#### [Textauszug]
┌──

Kostensenkungsprogramme, wie beispielsweise das Programm “Eurofit”, geben vor, daß wir antreten, um im Wettbewerb mit der Konkurrenz als Sieger hervorzugehen. Wir müssen nur entsprechend kostenschlank und “eurofit” sein. Allerdings: So wichtig eine gesunde Betriebswirtschaft ist, können wir auf den Märkten nur dann erfolgreich sein, wenn wir unseren gesellschaftlichen Aufgaben nachkommen können. Und das können wir nur als ein modernes Verkehrsunternehmen, das mit den entsprechenden Mitteln, moderner Technik und einem motivierten Personal ausgestattet die Bedürfnisse der Bevölkerung und der Volkswirtschaft zu befriedigen weiß !

Eine Bahn die sich letztendlich von den volkswirtschaftlichen Aufgaben aus Kostengründen verabschiedet, kann noch so “eurofit” sein, sie wird den Anforderungen zukünftiger Verkehrsentwicklungen nicht gerecht werden !

ÖBB und die Verkehrspolitik
Warum steht der GLB der gegenwärtigen Entwicklung äußerst kritisch gegenüber? Wir wissen, daß durch die betriebswirtschaftliche Ausrichtung der österreichischen wie der europäischen Bahnen, tausende Arbeitsplätze vernichtet werden. Das mag ein wesentlicher Grund sein. Für uns ist es aber auch von entscheidender Bedeutung, daß das freie Spiel des Marktes an den allgemeinen Bedürfnissen der Bevölkerung vorbeigeht. Beides können und wollen wir nicht akzeptieren.

Eine Hochgeschwindigkeitsbahn, die kaufkräftige Geschäftsleute von einer Stadt zu anderen bringt, mag zwar interessant sein, nützt aber breiten Bevölkerungskreisen so gut wie nichts. Eine Bahn, die sich beim Güterverkehr Schritt für Schritt aus dem Flächenangebot beim Güterverkehr zurückzieht, wird den großen verkehrs- und umweltpolitischen Anforderungen in keiner Weise gerecht werden können. Deshalb ist es notwendig, daß sich die Verkehrspolitik von Grund auf ändert. Die volkswirtschaftliche Rolle der Bahn muß in die Verkehrspolitik zurückgebracht werden.

Den Gewerkschaften kommt gerade in dieser Frage eine entscheidende Aufgabe zu. Der Ansatz der europäischen Eisenbahner, die Verkehrspolitik europaweit in Angriff zu nehmen, ist zu begrüßen. Es darf jedoch nicht nur bei Forderungen bleiben. Wichtig wird es sein, die notwendigen Änderungen auch tatsächlich durchzusetzen. Wir wollen als Fraktion dabei unseren Beitrag leisten.

Alternativen des GLB zur ÖBB Reform und zur Verkehrspolitik
Einer Bahn mit nur geplanten vierzigtausend Beschäftigten und ausschließlich kostenwirtschaftlich relevanten Teilen der möglichen Verkehrsleistungen, halten wir unsere Alternativen entgegen.

└──

#### [Material]

┌──

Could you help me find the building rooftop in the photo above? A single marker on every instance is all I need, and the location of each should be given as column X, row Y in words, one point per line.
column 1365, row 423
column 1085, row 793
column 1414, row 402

└──

#### [Ziel der Übung]
Entnehmen Sie dem Textauszug über die Bahn und die Verkehrspolitik wörtlich die Stelle, die mit „ÖBB und die“ beginnt und bis einschließlich „wir nicht akzeptieren.“ weitergeht. Die Zeilen stammen aus einer anderen Quelle als der Textauszug.

#### [Lösung]
ÖBB und die Verkehrspolitik
Warum steht der GLB der gegenwärtigen Entwicklung äußerst kritisch gegenüber? Wir wissen, daß durch die betriebswirtschaftliche Ausrichtung der österreichischen wie der europäischen Bahnen, tausende Arbeitsplätze vernichtet werden. Das mag ein wesentlicher Grund sein. Für uns ist es aber auch von entscheidender Bedeutung, daß das freie Spiel des Marktes an den allgemeinen Bedürfnissen der Bevölkerung vorbeigeht. Beides können und wollen wir nicht akzeptieren.